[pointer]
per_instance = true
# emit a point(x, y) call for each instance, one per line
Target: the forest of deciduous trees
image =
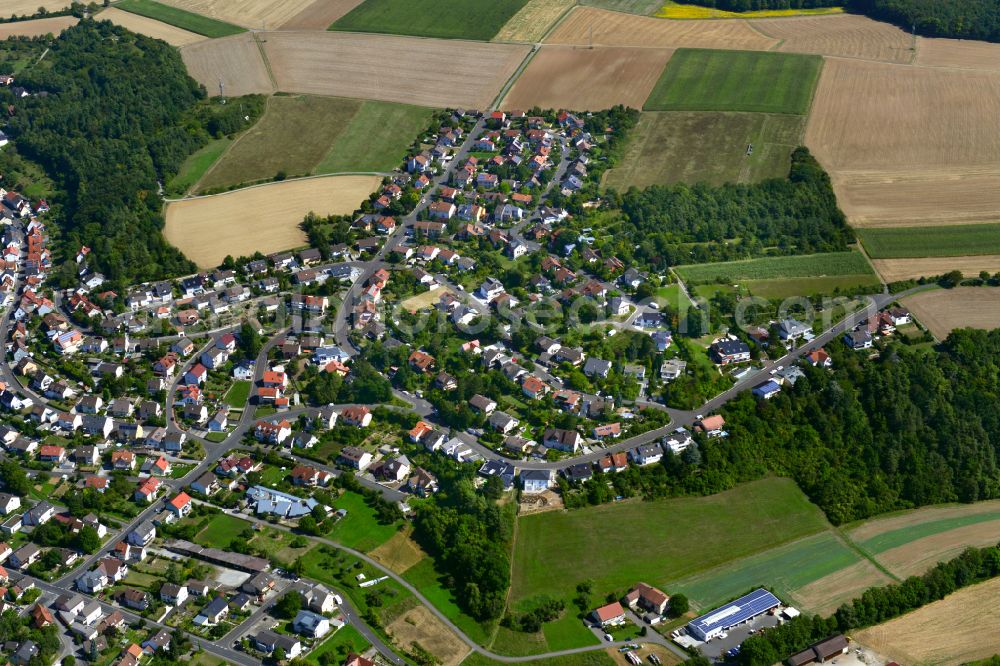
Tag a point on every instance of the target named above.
point(683, 224)
point(111, 115)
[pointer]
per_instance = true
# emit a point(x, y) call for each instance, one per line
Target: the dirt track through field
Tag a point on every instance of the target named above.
point(235, 61)
point(587, 79)
point(256, 14)
point(893, 270)
point(320, 15)
point(916, 557)
point(427, 72)
point(532, 21)
point(825, 595)
point(845, 35)
point(244, 221)
point(586, 25)
point(878, 526)
point(943, 310)
point(960, 628)
point(37, 27)
point(150, 27)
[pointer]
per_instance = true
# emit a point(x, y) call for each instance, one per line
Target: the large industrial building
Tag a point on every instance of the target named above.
point(747, 607)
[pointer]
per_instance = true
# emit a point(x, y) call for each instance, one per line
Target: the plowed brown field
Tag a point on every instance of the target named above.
point(428, 72)
point(886, 198)
point(258, 14)
point(244, 221)
point(150, 27)
point(845, 35)
point(587, 79)
point(236, 61)
point(957, 53)
point(588, 25)
point(320, 15)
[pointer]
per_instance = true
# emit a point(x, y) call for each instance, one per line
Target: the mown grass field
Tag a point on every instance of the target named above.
point(347, 639)
point(771, 268)
point(782, 569)
point(292, 136)
point(712, 80)
point(595, 658)
point(238, 394)
point(788, 287)
point(359, 529)
point(706, 146)
point(656, 542)
point(447, 19)
point(197, 163)
point(904, 535)
point(306, 135)
point(425, 578)
point(221, 531)
point(947, 241)
point(179, 18)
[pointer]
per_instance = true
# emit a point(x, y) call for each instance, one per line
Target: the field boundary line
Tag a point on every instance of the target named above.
point(846, 540)
point(263, 57)
point(861, 248)
point(381, 174)
point(505, 90)
point(559, 21)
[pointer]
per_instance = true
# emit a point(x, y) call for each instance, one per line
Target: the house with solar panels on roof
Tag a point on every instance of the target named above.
point(713, 624)
point(277, 503)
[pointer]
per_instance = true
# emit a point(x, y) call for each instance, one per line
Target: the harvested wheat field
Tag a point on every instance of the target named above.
point(532, 21)
point(587, 79)
point(825, 595)
point(235, 61)
point(954, 195)
point(960, 53)
point(874, 115)
point(320, 15)
point(150, 27)
point(917, 517)
point(954, 630)
point(258, 14)
point(846, 35)
point(916, 557)
point(426, 72)
point(30, 7)
point(588, 25)
point(887, 132)
point(943, 310)
point(242, 222)
point(419, 625)
point(37, 27)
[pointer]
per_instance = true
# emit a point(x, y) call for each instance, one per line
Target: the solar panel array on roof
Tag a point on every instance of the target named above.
point(735, 612)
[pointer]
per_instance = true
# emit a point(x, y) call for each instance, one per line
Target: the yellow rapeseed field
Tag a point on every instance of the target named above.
point(673, 10)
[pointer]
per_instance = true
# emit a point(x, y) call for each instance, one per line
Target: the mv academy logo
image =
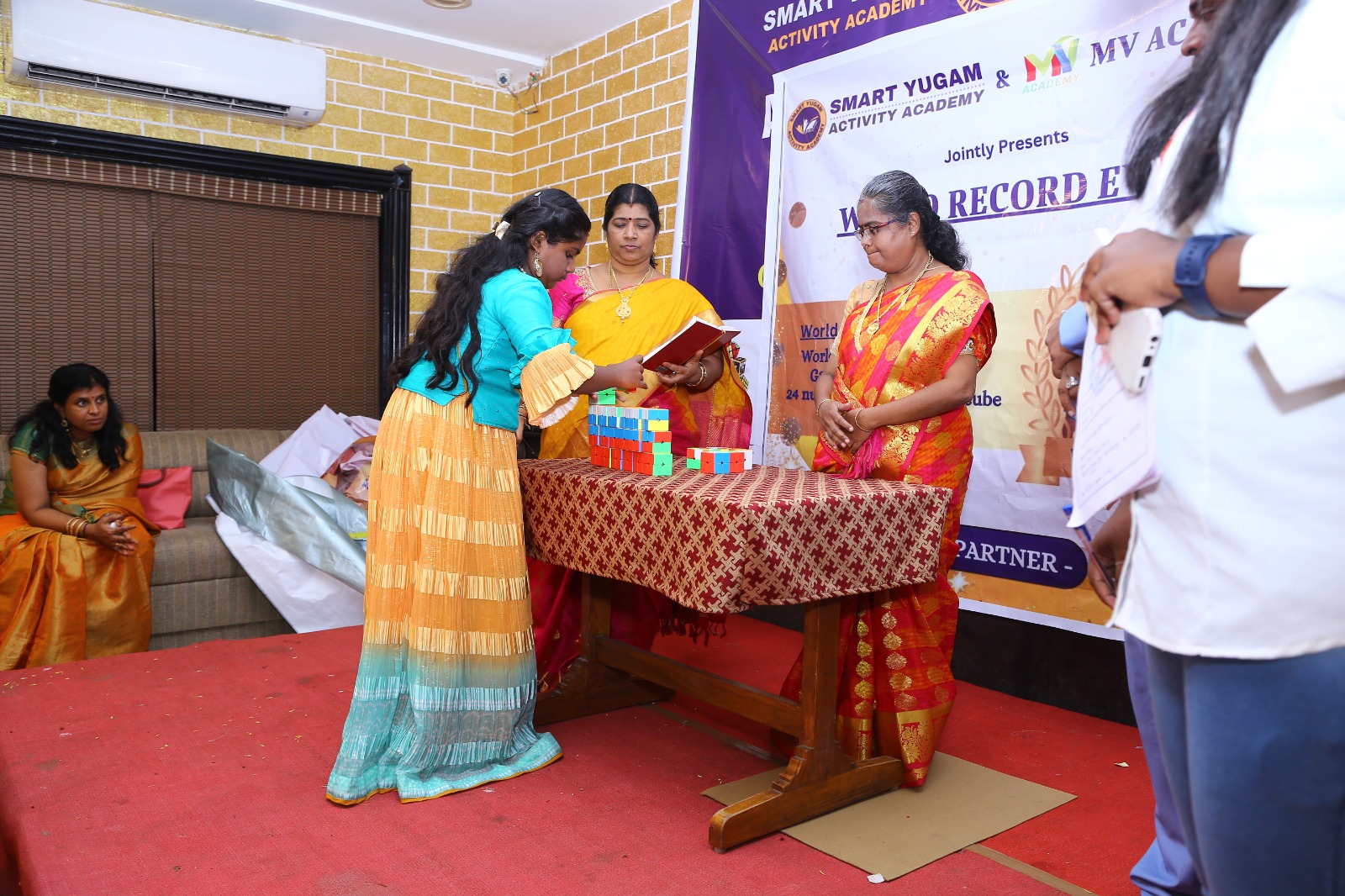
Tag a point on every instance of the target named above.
point(806, 125)
point(1058, 61)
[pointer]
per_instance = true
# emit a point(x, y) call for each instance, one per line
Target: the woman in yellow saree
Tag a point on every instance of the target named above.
point(76, 548)
point(892, 403)
point(615, 309)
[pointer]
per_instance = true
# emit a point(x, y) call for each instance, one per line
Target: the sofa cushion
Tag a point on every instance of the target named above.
point(187, 448)
point(193, 555)
point(208, 604)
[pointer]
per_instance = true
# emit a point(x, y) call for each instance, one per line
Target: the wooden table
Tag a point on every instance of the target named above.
point(728, 542)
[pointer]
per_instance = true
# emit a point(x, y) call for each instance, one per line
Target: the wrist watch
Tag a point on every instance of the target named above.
point(1192, 264)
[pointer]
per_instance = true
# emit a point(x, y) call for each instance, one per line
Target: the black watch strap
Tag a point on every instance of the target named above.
point(1192, 264)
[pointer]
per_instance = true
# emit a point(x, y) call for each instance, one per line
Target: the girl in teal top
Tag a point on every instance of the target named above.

-------------------------

Copy all of the records above word for word, but leave out the pictures.

[pointer]
per_instance = true
# emit a point(x, y) call for each instance, one per line
Target: the forest of deciduous trees
image =
Tag a point on every instance of the target named above.
point(683, 224)
point(111, 115)
[pointer]
per_instance = true
# emit a point(x, y) call for each instance, one per line
Target: the dirt track through field
Tag a point on every instance of the target named above.
point(235, 61)
point(587, 79)
point(256, 14)
point(893, 270)
point(320, 15)
point(916, 557)
point(427, 72)
point(532, 21)
point(825, 595)
point(845, 35)
point(244, 221)
point(586, 25)
point(878, 526)
point(943, 310)
point(960, 628)
point(37, 27)
point(150, 27)
[pointer]
per_instance = true
# emit a point(x, y) call for each instance, one per line
Target: the large industrial building
Tag a point on every instance of the target named above.
point(747, 607)
[pointer]
per_instance = true
# emit a point(x, y) call for each instance, one per line
Target: the plowed brown field
Tag a point on every instance of the target named above.
point(428, 72)
point(886, 198)
point(258, 14)
point(244, 221)
point(150, 27)
point(845, 35)
point(587, 79)
point(236, 61)
point(957, 53)
point(588, 25)
point(320, 15)
[pointer]
per_instance = true
# emit a point(x, y) call for each instance, one per line
Target: the mown grass field
Tag a point on every instance of the target named above.
point(347, 639)
point(771, 268)
point(782, 569)
point(292, 136)
point(712, 80)
point(595, 658)
point(238, 394)
point(788, 287)
point(359, 529)
point(706, 146)
point(656, 542)
point(447, 19)
point(197, 163)
point(904, 535)
point(306, 135)
point(425, 578)
point(221, 531)
point(947, 241)
point(179, 18)
[pointer]
per_instance = true
# emit a point(x, y) call for each instance, one per line
Target: the field boundary line
Tag a point on every instance of the target named above.
point(846, 540)
point(263, 57)
point(861, 248)
point(381, 174)
point(505, 90)
point(559, 21)
[pointer]
per_instance = true
# emit a point(x, y) call for each instance, one per line
Target: the house with solar panels on roof
Tag a point on every instance of the target named above.
point(713, 624)
point(277, 503)
[pointer]
per_instance = true
# emit a point(x, y) call for each instance, one per line
Target: the harvested wheat field
Tag a point on every instance of the target named above.
point(532, 21)
point(587, 79)
point(825, 595)
point(235, 61)
point(954, 195)
point(960, 53)
point(874, 115)
point(320, 15)
point(150, 27)
point(917, 517)
point(954, 630)
point(258, 14)
point(846, 35)
point(916, 557)
point(426, 72)
point(30, 7)
point(588, 25)
point(887, 132)
point(943, 310)
point(242, 222)
point(419, 625)
point(37, 27)
[pointer]
per_instance = true
# emit a point(x, y) call for each instance, one per line
Target: the solar panel array on roof
Tag a point on every instance of the target named above.
point(735, 612)
[pointer]
per_instance = true
# emit a point(x, y) call for each instance, one per line
Target: the yellow rapeseed field
Tag a point on every instance of the target named above.
point(673, 10)
[pointer]
per_instance = true
# emit a point(x, y) call for each instance, one per line
Target: the mv academy logo
image =
Tag a point on every instance of the target named above.
point(806, 125)
point(1058, 61)
[pointer]
per_instance = true
# emit a point(x, y) call for each instance, one per line
Target: the woman in yellow saree
Tag a point on every instance of the target named above.
point(76, 548)
point(892, 403)
point(615, 309)
[pointer]
per_instance = true
# emit a point(x, y) call for each instance, one per line
Target: the sofa cushion
Tag a point on every instance of the target named above.
point(187, 448)
point(193, 555)
point(208, 604)
[pointer]
per_instance = true
# emit a point(x, y) call for each instance, one per line
Target: the wooden table
Tag a point on every instance of the target named above.
point(728, 542)
[pointer]
per_instance = true
# emit a point(x, y) call for each instance, one per line
Target: the wrist watch
Tag a point on every instance of the target named above.
point(1192, 264)
[pointer]
per_instance = true
# emit a point(x, y) call for each instance, one per line
Target: the black watch strap
Tag a point on every instance of the target named above.
point(1192, 264)
[pointer]
per_instance = true
# emit a point(x, y) call for each instance, one per line
Target: the girl in teal top
Tag a point on every instance of the target named above.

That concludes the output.